# EXERCISE REQUIREMENTS:
1. In the retail CBDC text, what does the Central Bank record in its database when it issues the blinded coins?
2. Write a continuation of the retail CBDC text, picking up after its final sentence.

# TEXT EXCERPT:
------------------------------------------------
Now, this can be applied to design a rCBDC that offers cash-like privacy characteristics. In this case, Alice would create, on her mobile device, a number of rCBDC tokens (in different denominations similar to cash) and blinds them before sending to their commercial bank. The commercial bank would authenticate the request, perhaps calculate fees, and debit Alice’s account for the total amount.  They then pass the still-blinded message to the Central Bank who debits the commercial bank account, digitally signs the blinded rCBDC coins, and sends back to the Commercial Bank.  As they are blinded, the Central Bank doesn’t know who they were issued to but they record a serial number of the issued coins in a database based on their signature of them. The commercial back then sends the blinded signed coins back to Alice who unblinds them whilst retaining the central bank signature (which demonstrates their authenticity). 

When Alice wants to spend the rCBDC with Bob, she presents the coins to him via a secure peer to peer exchange or similar. Bob’s application or device then sends the tokens electronically to his acquiring bank for validation who then sends them to the Central Bank. The Central Bank checks the signature and looks up in a database (to ensure no double spend). If all in order, they credit the acquiring Commercial Bank account, mark the coins as spent, and notify the bank who would subsequently credit Bob’s merchant account.
------------------------------------------------
# DATA PROVIDED:
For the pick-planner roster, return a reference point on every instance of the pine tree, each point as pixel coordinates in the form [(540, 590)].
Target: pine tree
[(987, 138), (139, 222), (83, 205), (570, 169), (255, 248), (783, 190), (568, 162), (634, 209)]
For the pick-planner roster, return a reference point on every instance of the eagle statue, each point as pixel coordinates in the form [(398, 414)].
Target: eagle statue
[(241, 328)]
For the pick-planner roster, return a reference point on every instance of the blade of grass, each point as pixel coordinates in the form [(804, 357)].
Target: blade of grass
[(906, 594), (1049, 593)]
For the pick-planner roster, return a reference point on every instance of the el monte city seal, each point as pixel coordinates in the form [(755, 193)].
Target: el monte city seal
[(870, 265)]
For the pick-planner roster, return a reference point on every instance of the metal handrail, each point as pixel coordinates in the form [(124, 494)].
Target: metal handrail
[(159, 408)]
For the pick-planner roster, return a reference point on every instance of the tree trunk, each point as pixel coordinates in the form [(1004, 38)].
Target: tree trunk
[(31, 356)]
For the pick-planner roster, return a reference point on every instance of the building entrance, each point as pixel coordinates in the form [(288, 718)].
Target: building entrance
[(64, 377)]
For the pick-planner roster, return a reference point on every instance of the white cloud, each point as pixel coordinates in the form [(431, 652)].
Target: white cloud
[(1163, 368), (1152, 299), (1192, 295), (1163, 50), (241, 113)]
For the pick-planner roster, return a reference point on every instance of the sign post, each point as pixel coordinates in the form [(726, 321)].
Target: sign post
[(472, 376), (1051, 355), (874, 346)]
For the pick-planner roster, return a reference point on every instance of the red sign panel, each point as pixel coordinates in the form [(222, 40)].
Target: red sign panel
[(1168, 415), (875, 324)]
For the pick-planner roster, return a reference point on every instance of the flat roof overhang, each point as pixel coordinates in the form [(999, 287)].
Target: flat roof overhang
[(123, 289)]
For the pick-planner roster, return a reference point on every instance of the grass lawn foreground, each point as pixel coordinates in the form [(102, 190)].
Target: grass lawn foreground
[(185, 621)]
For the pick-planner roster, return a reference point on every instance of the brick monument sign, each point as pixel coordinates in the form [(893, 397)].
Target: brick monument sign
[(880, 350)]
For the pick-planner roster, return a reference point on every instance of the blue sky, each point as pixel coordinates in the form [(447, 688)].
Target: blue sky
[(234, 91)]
------------------------------------------------
# ANSWERS TO THE TASKS:
1. A serial number of the issued coins, based on its signature of them.

2.
This is analogous, in many ways, to how cash works with ATM machines. Although the rCBDC was signed when Alice withdrew it, when she then presents it for use in a payment transaction, there is no way for the particular tokens to be linked to Alice’s withdraw because they were blinded when the Central Bank signed them.

As the end user (Alice) is engaging with the rCBDC through their commercial bank, there is still the ability to ensure KYC and AML steps are performed by this bank; and the bank would have an aggregate view of how much rCBDC has been issued to a user but not necessarily what they have used the currency for.

At the point of acquisition, if there was a requirement to differentiate between small value and large value transactions to mitigate increasing AML risks, it would also be possible. For example, requiring that the transaction is linked to Alice's identity in the case of a large value transaction prior to passing the rCBDC coins to the Central Bank for verification.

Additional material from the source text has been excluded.